» **Task prompt**:
Return the listing below line for line, with nothing changed. Leave the pictures out of your answer.

──────────────────────────────

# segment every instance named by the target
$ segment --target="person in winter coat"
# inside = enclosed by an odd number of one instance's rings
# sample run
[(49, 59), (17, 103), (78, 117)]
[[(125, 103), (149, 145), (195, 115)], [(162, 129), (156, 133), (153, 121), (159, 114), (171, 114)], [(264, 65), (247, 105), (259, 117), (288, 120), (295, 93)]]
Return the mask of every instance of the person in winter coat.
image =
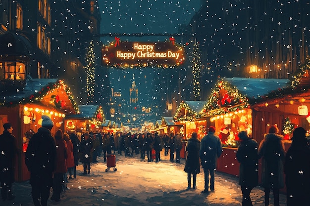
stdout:
[(238, 136), (240, 145), (236, 157), (240, 163), (239, 184), (242, 192), (242, 206), (252, 206), (250, 194), (258, 181), (258, 145), (255, 140), (249, 138), (246, 131), (240, 132)]
[(284, 164), (287, 206), (310, 206), (310, 148), (306, 130), (295, 129), (292, 140)]
[(174, 133), (172, 132), (170, 134), (169, 137), (169, 146), (170, 147), (170, 161), (171, 163), (174, 162), (174, 151), (175, 148), (174, 147)]
[(274, 206), (279, 206), (280, 188), (284, 186), (283, 161), (285, 149), (282, 141), (283, 136), (277, 134), (279, 129), (276, 125), (272, 125), (268, 132), (258, 147), (258, 158), (262, 158), (261, 182), (264, 188), (265, 206), (269, 205), (271, 189), (273, 191)]
[(182, 142), (182, 136), (179, 133), (177, 133), (174, 137), (174, 147), (175, 148), (175, 162), (181, 162), (181, 150), (183, 144)]
[(141, 160), (145, 159), (145, 138), (144, 134), (139, 134), (138, 137), (138, 142), (139, 143), (139, 149), (140, 151), (140, 158)]
[(165, 134), (165, 135), (163, 136), (163, 140), (165, 147), (165, 156), (166, 156), (169, 153), (169, 149), (170, 148), (170, 138), (169, 137), (169, 135), (168, 135), (168, 134)]
[(84, 168), (83, 174), (87, 174), (87, 170), (88, 170), (88, 173), (90, 173), (92, 148), (93, 139), (89, 136), (89, 133), (86, 131), (84, 133), (84, 137), (80, 143), (80, 161), (83, 163), (83, 167)]
[(74, 130), (70, 131), (70, 139), (73, 145), (73, 157), (74, 158), (74, 165), (73, 166), (73, 176), (76, 178), (76, 166), (79, 165), (79, 146), (80, 140)]
[[(70, 139), (69, 134), (66, 133), (63, 134), (63, 139), (67, 143), (67, 147), (68, 148), (67, 157), (66, 159), (66, 162), (67, 164), (67, 168), (68, 171), (69, 172), (69, 179), (72, 178), (72, 171), (75, 164), (74, 164), (74, 156), (73, 156), (73, 144)], [(66, 174), (66, 177), (67, 174)]]
[(30, 172), (31, 195), (35, 206), (47, 206), (56, 165), (56, 146), (51, 133), (54, 124), (46, 115), (43, 115), (42, 119), (42, 126), (30, 139), (25, 159)]
[(193, 132), (192, 138), (188, 140), (185, 146), (187, 152), (184, 171), (187, 173), (187, 189), (191, 189), (192, 175), (193, 175), (193, 189), (196, 189), (196, 177), (200, 172), (200, 163), (199, 162), (199, 150), (200, 141), (198, 139), (196, 132)]
[(14, 181), (15, 155), (18, 153), (18, 150), (16, 138), (12, 134), (12, 124), (5, 123), (3, 126), (4, 130), (0, 135), (1, 197), (3, 200), (11, 200), (15, 198), (12, 186)]
[(146, 147), (147, 149), (147, 154), (148, 155), (148, 162), (153, 161), (152, 158), (152, 149), (154, 144), (153, 137), (151, 136), (151, 133), (148, 133), (145, 140)]
[(67, 143), (63, 139), (61, 129), (58, 129), (55, 133), (56, 141), (56, 167), (54, 171), (53, 184), (52, 188), (53, 194), (51, 197), (51, 200), (59, 202), (60, 200), (60, 193), (63, 184), (63, 177), (67, 172), (66, 159), (68, 155)]
[(102, 151), (103, 154), (103, 161), (106, 162), (106, 154), (110, 146), (110, 137), (107, 134), (104, 134), (102, 140)]
[(160, 151), (162, 150), (163, 146), (163, 141), (161, 136), (155, 133), (153, 146), (154, 150), (155, 150), (155, 157), (156, 163), (160, 161)]
[(210, 172), (210, 190), (214, 190), (214, 170), (216, 168), (217, 158), (222, 154), (222, 144), (219, 137), (214, 134), (215, 128), (210, 126), (208, 133), (201, 140), (199, 157), (205, 172), (205, 190), (202, 192), (208, 192), (209, 172)]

──────────────────────────────

» **Solution for this exercise**:
# segment every instance named by the target
$ segment --target="person in winter coat"
# inside = enclosed by an odd number of one instance's rings
# sample run
[(49, 59), (17, 103), (78, 117)]
[[(125, 103), (149, 145), (195, 115)], [(162, 129), (156, 133), (153, 121), (159, 114), (171, 114)], [(264, 65), (247, 105), (259, 117), (288, 120), (295, 93)]]
Return the mask of every instance of the person in winter coat.
image =
stdout:
[(238, 136), (240, 145), (236, 157), (240, 163), (239, 184), (242, 192), (242, 206), (252, 206), (250, 194), (258, 181), (258, 145), (255, 140), (249, 138), (246, 131), (240, 132)]
[(284, 164), (287, 206), (310, 206), (310, 148), (306, 130), (295, 129), (292, 140)]
[(174, 133), (172, 132), (170, 134), (169, 137), (169, 146), (170, 147), (170, 161), (171, 163), (174, 162), (174, 151), (175, 148), (174, 147)]
[(274, 206), (279, 206), (280, 188), (284, 186), (283, 161), (285, 149), (282, 141), (283, 136), (277, 134), (279, 129), (276, 125), (272, 125), (268, 132), (258, 147), (258, 158), (262, 158), (261, 182), (264, 188), (265, 206), (269, 205), (271, 189), (273, 191)]
[(182, 142), (182, 136), (179, 133), (177, 133), (174, 137), (174, 147), (175, 148), (175, 162), (181, 162), (181, 150), (183, 144)]
[(141, 160), (145, 159), (145, 138), (144, 134), (139, 134), (138, 137), (138, 142), (139, 143), (139, 149), (140, 151), (140, 158)]
[(165, 134), (165, 135), (163, 136), (163, 140), (165, 147), (165, 156), (166, 156), (169, 153), (169, 149), (170, 148), (170, 138), (169, 137), (169, 135), (168, 135), (168, 134)]
[(84, 168), (83, 174), (87, 174), (87, 170), (88, 170), (88, 173), (90, 173), (92, 148), (93, 139), (89, 136), (89, 133), (86, 131), (84, 133), (84, 137), (80, 143), (80, 161), (83, 163), (83, 167)]
[(74, 130), (70, 131), (70, 139), (73, 145), (73, 157), (74, 158), (74, 165), (73, 166), (73, 176), (76, 178), (76, 166), (79, 165), (79, 146), (80, 140)]
[[(70, 139), (69, 134), (66, 133), (63, 134), (63, 139), (67, 143), (67, 147), (68, 148), (67, 157), (66, 159), (66, 162), (67, 164), (67, 168), (68, 171), (69, 172), (69, 179), (72, 178), (72, 171), (75, 164), (74, 164), (74, 156), (73, 156), (73, 144)], [(66, 174), (66, 177), (67, 174)]]
[(30, 172), (31, 195), (35, 206), (47, 206), (56, 165), (56, 146), (51, 133), (54, 124), (46, 115), (43, 115), (42, 119), (42, 126), (30, 139), (25, 159)]
[(193, 132), (192, 138), (188, 140), (185, 146), (187, 152), (184, 171), (187, 173), (187, 189), (191, 189), (192, 175), (193, 175), (193, 189), (196, 189), (196, 177), (200, 172), (200, 163), (199, 162), (199, 150), (200, 141), (198, 139), (196, 132)]
[(14, 181), (15, 155), (18, 153), (18, 150), (16, 138), (12, 134), (12, 124), (5, 123), (3, 126), (4, 130), (0, 135), (1, 197), (3, 200), (11, 200), (15, 198), (12, 186)]
[(146, 147), (147, 149), (147, 154), (148, 155), (148, 162), (153, 161), (152, 158), (152, 149), (154, 144), (153, 137), (151, 136), (151, 133), (148, 133), (145, 140)]
[(67, 143), (63, 139), (61, 129), (58, 129), (55, 133), (56, 141), (56, 167), (54, 171), (53, 184), (52, 188), (53, 194), (51, 197), (51, 200), (59, 202), (60, 200), (60, 193), (63, 184), (63, 177), (67, 172), (66, 159), (68, 155)]
[(102, 151), (103, 154), (103, 161), (106, 162), (106, 154), (110, 146), (110, 137), (107, 134), (104, 134), (102, 140)]
[(160, 151), (162, 150), (163, 146), (163, 141), (161, 136), (155, 133), (153, 146), (154, 150), (155, 150), (155, 157), (156, 163), (160, 161)]
[(210, 172), (210, 190), (214, 190), (214, 170), (216, 168), (217, 158), (222, 154), (222, 144), (219, 137), (214, 134), (215, 128), (210, 126), (208, 133), (201, 140), (199, 157), (205, 172), (205, 190), (202, 192), (208, 192), (209, 172)]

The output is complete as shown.